BEGIN Stored data

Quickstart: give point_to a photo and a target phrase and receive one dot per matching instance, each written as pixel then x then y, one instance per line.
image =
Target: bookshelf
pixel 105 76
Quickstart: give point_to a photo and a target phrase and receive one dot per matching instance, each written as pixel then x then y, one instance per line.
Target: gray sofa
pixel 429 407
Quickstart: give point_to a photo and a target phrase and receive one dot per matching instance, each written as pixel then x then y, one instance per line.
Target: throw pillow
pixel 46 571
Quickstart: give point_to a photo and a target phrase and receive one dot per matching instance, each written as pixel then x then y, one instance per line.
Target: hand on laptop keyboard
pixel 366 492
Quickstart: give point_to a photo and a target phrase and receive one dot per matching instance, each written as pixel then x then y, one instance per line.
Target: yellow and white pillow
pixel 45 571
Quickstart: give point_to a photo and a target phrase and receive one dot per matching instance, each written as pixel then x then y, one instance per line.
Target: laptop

END Stored data

→ What the task asks
Can you write out all of the entries above again, requests included, scaling every x and y pixel coordinate in the answers by 0.5 and rounding each to a whole number, with halves rounded up?

→ Correct output
Quickstart: give point_to a photo and a target phrase and receive one dot per matching instance, each written as pixel then x then y, one instance per line.
image =
Target: bookshelf
pixel 53 38
Quickstart: give point_to a photo and a target phrase and receive one dot per matching instance, each written as pixel then x then y, one instance per line.
Target: gray sofa
pixel 215 204
Quickstart: give point_to a photo and a target phrase and receive one dot per matching instance, each written as pixel then x then y, one instance per line.
Target: throw pillow
pixel 23 286
Quickstart: give point_to a photo and a target phrase and receive one dot per matching instance, each written as pixel then x then y, one instance per line.
Target: hand on laptop keyboard
pixel 183 246
Quickstart: give point_to a photo and a target phrase and receive one dot per matching instance, each written as pixel then x then y, one instance per line.
Target: yellow and white pillow
pixel 23 286
Quickstart: give point_to a photo and a target phrase and receive one dot per matching instance, each written as pixel then x then y, one instance per line.
Target: laptop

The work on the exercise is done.